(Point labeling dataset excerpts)
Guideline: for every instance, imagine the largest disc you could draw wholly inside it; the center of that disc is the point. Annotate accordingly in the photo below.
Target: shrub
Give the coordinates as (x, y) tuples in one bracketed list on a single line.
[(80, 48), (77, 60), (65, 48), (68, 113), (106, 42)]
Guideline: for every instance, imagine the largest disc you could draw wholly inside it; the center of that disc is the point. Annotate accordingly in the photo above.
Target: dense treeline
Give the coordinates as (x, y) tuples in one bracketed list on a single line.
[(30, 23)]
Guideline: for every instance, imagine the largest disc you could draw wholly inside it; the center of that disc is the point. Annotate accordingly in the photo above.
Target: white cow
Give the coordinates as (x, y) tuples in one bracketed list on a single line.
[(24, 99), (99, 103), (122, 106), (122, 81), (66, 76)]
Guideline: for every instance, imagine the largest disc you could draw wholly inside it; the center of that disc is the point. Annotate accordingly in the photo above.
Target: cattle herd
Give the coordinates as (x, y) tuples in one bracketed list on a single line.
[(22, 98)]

§ **Requirement**:
Reproduce every entry above line for line, without changing a single word.

§ **Answer to this exercise**:
Guideline: for every instance, imagine the largest disc you could draw wholly inside it; the center of that disc is the point. Annotate accordingly in the photo below.
Target: shrub
Give the coordinates as (x, y) tuples in one bracketed list on a single line.
[(80, 48), (77, 60), (65, 48), (68, 113), (106, 42)]
Guideline: for every instance, imagine the largest disc you could draw wholly inside it; the center of that disc is the point. Annotate accordingly in the photo above.
Target: dense treeline
Give the coordinates as (x, y) tuples in one bracketed list on a single line.
[(30, 23)]
Guideline: for every instance, imagine the largest disc you could draw wholly inside it; the center of that disc is the point. Annotate accordingly in the photo above.
Target: white cow
Give the coordinates as (x, y) tuples in one bracketed list on a single line.
[(24, 99), (99, 103), (122, 106), (122, 81), (66, 76)]
Guideline: for every instance, imagine the largest disc you could draw wholly inside it; the center of that disc is the point. Annotate accordingly in the photo above.
Target: cattle herd
Give the coordinates as (x, y) tuples in one bracketed list on a single line.
[(22, 98)]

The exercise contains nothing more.